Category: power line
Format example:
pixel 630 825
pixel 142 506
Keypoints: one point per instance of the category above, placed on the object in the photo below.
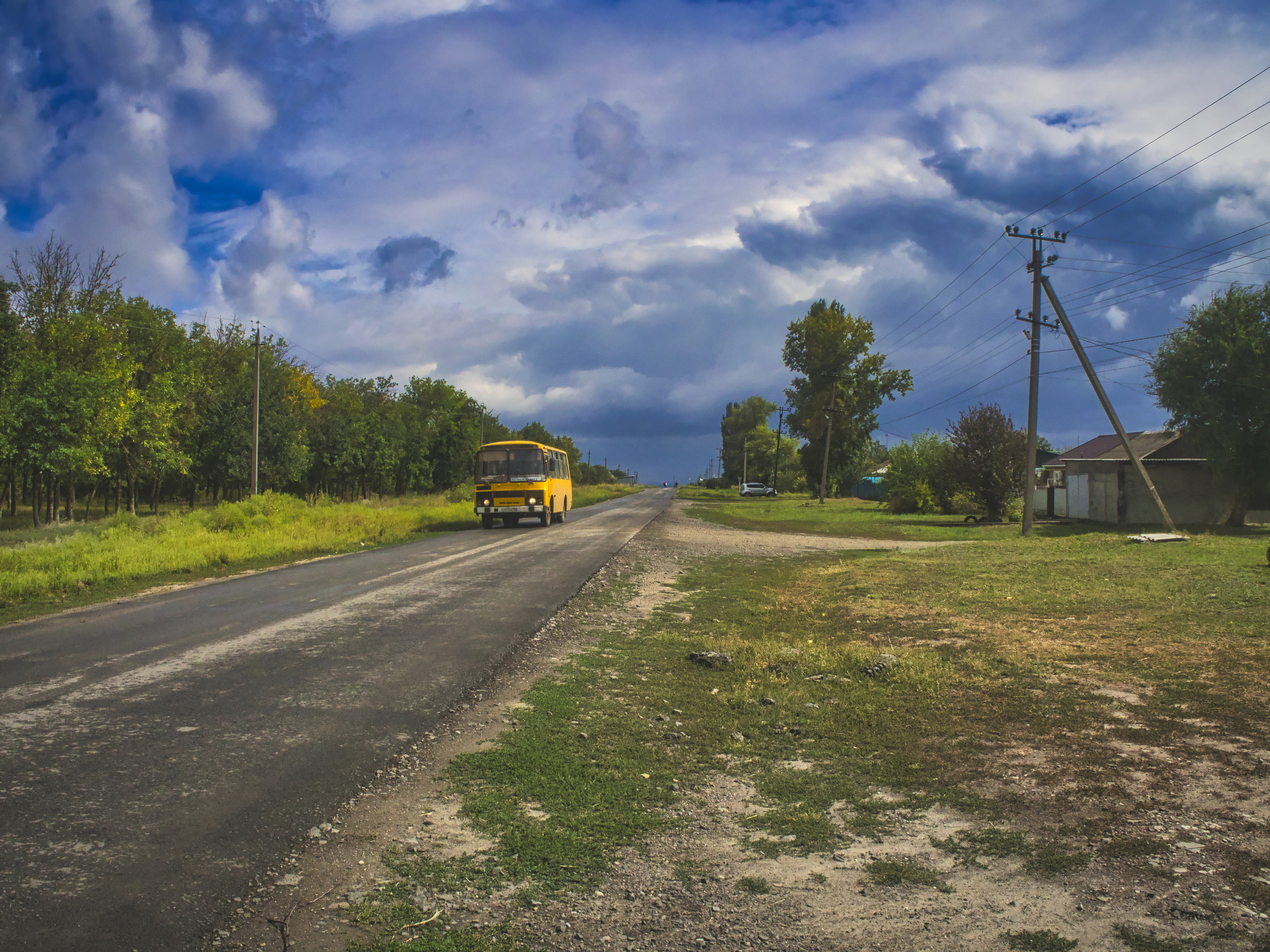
pixel 890 334
pixel 1155 289
pixel 1165 265
pixel 920 327
pixel 1147 145
pixel 1166 179
pixel 1162 163
pixel 895 329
....
* **Work instructions**: Leave out every picture and write out exactly the lines running from the line containing "pixel 630 825" to the end of the listing above.

* **Response area**:
pixel 630 825
pixel 142 506
Keypoints: one point per instance of the category above, placed on the object in the photo below.
pixel 890 334
pixel 1155 289
pixel 1165 265
pixel 920 327
pixel 1147 145
pixel 1166 179
pixel 1162 163
pixel 895 329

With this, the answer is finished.